Pull out every line in the records below that contains the string "torii", and copy each one in full.

__________________________________________________

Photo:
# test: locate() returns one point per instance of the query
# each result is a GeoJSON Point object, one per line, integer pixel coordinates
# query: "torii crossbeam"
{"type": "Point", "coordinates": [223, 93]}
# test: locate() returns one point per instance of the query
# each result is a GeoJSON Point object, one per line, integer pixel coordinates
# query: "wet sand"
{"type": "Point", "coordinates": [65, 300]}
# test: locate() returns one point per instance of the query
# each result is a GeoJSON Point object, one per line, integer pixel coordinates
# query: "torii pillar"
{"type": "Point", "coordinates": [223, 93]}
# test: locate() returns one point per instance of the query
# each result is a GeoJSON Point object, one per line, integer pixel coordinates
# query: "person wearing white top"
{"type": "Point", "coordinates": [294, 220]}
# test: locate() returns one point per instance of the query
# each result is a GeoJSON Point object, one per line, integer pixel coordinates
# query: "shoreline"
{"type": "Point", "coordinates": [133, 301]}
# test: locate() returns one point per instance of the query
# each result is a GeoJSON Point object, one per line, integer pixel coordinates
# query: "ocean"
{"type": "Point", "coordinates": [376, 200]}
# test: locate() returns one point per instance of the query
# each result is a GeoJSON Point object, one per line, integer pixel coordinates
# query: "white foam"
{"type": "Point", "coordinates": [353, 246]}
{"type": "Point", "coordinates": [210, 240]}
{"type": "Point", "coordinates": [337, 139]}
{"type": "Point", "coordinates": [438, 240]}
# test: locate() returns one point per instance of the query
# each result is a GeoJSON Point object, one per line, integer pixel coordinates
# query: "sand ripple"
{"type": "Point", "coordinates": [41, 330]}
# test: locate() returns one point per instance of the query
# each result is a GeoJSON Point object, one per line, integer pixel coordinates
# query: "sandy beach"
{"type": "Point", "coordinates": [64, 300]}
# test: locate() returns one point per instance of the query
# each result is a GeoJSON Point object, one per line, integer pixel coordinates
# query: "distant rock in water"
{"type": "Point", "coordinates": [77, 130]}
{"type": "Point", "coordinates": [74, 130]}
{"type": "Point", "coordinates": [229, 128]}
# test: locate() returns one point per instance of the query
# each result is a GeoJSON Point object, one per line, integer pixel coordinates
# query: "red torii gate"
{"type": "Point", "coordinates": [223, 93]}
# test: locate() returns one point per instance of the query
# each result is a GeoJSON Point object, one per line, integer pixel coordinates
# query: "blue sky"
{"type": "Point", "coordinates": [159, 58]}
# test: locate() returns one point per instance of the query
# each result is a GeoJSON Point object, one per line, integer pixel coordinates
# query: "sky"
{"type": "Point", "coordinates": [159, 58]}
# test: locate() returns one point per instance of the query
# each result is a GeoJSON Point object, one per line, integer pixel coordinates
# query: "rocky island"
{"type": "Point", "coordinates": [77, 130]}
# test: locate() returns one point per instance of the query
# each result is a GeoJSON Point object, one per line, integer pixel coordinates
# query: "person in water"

__________________________________________________

__Written response__:
# query: "torii crossbeam"
# query: "torii pillar"
# query: "red torii gate"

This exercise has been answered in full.